--- START OF Passage provided ---

Scientists have used robotic lizards to solve the puzzle of why some predators overlook certain species of prey which could make an easy meal in the wild.
UNSW evolutionary ecologist Terry Ord led a research team of scientists to Borneo in 2018 in an attempt to answer the question, with robotic lizards providing the unlikely key.
The scientists deployed* thousands of plasticine-covered robotic prey that performed various behaviours, some designed to make them standout and some designed to help them blend in.
They found predators avoided the robotic prey that looked the most unusual, despite these standing out the most in the environment.
Instead, the robotic prey that blended in was frequently attacked.
“On the face of it a predator should really go for anything,” Dr Ord said. “But at the heart of our research was this paradox* of why predators avoid conspicuous*-looking prey, which could easily be objects of predation*, and go for something potentially harder to find and less obvious.”
For more than three months, Dr Ord’s research team worked to build and program robotic Draco lizards – a variety of lizard found across South East Asia and similar to the Australian skink.

--- END OF Passage provided ---

Instruction A:
List every word in the robotic lizard article that is followed by an asterisk.
Instruction B:
Reproduce the stretch of the robotic lizard article from "Instead, the robotic" through "the Australian skink.".

--- START OF Data rows ---

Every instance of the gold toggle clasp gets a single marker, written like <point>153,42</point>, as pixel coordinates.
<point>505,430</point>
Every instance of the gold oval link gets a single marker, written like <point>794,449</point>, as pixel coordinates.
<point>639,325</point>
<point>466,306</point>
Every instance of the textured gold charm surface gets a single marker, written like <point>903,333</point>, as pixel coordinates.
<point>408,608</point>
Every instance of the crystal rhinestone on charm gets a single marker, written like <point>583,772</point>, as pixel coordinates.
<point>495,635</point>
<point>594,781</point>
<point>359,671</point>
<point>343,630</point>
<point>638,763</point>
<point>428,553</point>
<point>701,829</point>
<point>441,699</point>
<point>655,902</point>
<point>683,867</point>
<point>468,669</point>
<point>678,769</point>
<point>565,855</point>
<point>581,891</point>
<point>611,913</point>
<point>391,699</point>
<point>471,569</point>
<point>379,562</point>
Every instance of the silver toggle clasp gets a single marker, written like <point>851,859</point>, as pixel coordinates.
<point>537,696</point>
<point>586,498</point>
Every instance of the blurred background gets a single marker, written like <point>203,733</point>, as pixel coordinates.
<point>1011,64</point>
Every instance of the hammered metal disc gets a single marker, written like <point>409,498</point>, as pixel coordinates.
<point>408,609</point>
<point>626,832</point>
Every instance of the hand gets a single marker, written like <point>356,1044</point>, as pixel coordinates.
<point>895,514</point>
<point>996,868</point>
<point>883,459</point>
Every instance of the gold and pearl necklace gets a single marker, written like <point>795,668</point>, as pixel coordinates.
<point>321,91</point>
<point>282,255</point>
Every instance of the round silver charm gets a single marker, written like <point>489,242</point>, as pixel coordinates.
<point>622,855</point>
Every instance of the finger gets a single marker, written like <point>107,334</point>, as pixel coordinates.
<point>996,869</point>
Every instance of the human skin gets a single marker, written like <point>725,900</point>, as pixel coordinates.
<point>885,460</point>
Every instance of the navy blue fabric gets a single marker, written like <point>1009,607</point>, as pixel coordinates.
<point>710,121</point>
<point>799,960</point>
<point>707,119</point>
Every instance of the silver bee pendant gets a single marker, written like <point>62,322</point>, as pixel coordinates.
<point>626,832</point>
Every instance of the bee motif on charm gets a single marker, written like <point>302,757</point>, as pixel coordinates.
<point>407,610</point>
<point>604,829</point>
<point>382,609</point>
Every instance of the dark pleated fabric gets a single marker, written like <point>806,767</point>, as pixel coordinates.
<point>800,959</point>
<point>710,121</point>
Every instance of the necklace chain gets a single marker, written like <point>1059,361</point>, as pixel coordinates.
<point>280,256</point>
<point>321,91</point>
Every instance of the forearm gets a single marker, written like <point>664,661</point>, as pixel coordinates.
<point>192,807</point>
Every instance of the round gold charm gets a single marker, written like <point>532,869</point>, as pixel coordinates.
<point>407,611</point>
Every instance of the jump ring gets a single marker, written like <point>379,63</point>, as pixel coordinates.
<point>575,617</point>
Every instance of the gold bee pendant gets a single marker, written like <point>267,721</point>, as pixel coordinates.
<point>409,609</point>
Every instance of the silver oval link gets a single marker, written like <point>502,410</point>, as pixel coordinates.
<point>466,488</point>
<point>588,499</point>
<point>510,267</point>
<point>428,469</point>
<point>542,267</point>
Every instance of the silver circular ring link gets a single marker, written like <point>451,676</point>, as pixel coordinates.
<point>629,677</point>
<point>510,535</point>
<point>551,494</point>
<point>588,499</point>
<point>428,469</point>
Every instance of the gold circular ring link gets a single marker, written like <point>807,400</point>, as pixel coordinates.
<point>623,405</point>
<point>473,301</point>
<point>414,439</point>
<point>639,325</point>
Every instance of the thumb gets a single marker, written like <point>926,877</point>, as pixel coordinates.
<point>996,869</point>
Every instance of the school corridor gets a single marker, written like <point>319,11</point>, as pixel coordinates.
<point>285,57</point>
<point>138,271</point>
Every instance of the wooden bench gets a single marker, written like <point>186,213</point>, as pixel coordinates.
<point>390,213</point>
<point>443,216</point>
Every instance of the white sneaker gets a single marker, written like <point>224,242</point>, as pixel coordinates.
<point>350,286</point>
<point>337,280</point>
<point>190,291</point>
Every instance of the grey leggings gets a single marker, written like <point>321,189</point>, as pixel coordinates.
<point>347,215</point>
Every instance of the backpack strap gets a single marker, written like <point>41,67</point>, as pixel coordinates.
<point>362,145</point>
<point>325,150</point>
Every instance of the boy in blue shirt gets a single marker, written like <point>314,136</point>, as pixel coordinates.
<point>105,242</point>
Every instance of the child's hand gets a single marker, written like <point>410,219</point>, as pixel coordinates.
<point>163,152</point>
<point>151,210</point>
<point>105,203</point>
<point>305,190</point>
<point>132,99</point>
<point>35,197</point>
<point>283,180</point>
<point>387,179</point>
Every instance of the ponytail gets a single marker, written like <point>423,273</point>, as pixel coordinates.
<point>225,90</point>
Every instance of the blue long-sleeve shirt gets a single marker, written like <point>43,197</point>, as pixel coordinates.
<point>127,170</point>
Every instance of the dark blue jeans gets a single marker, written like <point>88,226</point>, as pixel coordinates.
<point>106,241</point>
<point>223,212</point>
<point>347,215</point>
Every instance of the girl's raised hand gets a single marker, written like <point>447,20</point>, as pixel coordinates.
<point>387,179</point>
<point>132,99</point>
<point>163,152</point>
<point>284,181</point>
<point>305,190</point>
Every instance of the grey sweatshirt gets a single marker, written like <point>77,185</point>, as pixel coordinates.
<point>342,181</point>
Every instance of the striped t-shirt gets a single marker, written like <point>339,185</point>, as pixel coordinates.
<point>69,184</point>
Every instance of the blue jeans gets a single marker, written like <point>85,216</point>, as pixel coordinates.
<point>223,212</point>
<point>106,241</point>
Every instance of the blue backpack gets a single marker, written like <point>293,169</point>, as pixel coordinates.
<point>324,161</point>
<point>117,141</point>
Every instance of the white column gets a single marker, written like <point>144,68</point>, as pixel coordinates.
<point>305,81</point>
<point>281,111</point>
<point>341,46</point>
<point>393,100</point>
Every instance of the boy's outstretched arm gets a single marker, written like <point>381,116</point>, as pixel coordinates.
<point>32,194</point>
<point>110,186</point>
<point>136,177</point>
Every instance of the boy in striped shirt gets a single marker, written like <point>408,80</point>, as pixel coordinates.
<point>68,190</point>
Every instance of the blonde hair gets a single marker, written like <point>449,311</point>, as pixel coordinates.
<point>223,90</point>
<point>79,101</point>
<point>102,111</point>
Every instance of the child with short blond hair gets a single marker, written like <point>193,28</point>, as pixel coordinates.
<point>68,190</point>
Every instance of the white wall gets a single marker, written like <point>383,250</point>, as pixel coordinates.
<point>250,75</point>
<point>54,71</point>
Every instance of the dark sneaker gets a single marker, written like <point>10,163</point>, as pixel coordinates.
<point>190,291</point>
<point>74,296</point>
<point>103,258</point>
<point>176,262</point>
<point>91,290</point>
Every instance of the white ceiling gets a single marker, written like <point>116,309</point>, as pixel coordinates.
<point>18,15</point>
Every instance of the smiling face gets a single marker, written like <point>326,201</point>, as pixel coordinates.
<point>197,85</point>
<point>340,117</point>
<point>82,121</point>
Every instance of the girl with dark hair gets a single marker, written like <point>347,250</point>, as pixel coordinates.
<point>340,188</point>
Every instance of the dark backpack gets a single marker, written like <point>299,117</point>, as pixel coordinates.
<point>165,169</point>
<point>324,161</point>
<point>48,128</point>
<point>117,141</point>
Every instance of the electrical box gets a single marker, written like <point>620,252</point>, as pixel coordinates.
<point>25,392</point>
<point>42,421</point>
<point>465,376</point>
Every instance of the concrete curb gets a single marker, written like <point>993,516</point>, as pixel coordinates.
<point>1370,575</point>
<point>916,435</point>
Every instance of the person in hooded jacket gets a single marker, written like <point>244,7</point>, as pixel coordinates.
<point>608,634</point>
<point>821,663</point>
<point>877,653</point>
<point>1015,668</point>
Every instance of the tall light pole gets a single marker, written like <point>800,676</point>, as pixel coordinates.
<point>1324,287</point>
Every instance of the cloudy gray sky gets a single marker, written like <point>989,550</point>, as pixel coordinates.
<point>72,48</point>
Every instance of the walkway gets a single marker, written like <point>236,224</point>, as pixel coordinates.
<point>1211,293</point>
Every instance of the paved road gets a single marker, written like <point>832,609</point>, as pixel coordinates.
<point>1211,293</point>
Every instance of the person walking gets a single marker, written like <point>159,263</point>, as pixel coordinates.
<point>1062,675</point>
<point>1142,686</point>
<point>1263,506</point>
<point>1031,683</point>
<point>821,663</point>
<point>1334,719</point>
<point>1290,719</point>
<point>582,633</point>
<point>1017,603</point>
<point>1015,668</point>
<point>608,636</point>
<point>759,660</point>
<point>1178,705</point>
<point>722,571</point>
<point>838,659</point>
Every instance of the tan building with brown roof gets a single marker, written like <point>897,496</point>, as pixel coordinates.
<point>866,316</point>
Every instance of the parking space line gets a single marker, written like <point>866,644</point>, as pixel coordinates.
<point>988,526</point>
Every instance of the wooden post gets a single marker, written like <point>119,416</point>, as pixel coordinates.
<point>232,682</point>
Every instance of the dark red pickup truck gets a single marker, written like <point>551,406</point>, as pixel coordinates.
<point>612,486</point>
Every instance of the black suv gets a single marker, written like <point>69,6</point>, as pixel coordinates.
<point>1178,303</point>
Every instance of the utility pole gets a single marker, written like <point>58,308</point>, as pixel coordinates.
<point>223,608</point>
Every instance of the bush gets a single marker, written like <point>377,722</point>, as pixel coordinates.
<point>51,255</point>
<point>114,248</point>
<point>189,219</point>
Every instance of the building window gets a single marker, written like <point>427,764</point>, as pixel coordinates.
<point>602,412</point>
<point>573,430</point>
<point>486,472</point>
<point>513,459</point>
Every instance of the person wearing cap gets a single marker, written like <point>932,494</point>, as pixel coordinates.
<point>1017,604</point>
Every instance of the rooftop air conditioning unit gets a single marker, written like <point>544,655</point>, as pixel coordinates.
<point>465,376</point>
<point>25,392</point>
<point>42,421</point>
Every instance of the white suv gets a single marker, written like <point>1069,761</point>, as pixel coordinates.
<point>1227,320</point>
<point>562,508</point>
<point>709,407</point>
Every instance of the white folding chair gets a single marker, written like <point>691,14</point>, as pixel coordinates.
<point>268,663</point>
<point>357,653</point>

--- END OF Data rows ---

Problem solution A:
deployed, paradox, conspicuous, predation

Problem solution B:
Instead, the robotic prey that blended in was frequently attacked.
“On the face of it a predator should really go for anything,” Dr Ord said. “But at the heart of our research was this paradox* of why predators avoid conspicuous*-looking prey, which could easily be objects of predation*, and go for something potentially harder to find and less obvious.”
For more than three months, Dr Ord’s research team worked to build and program robotic Draco lizards – a variety of lizard found across South East Asia and similar to the Australian skink.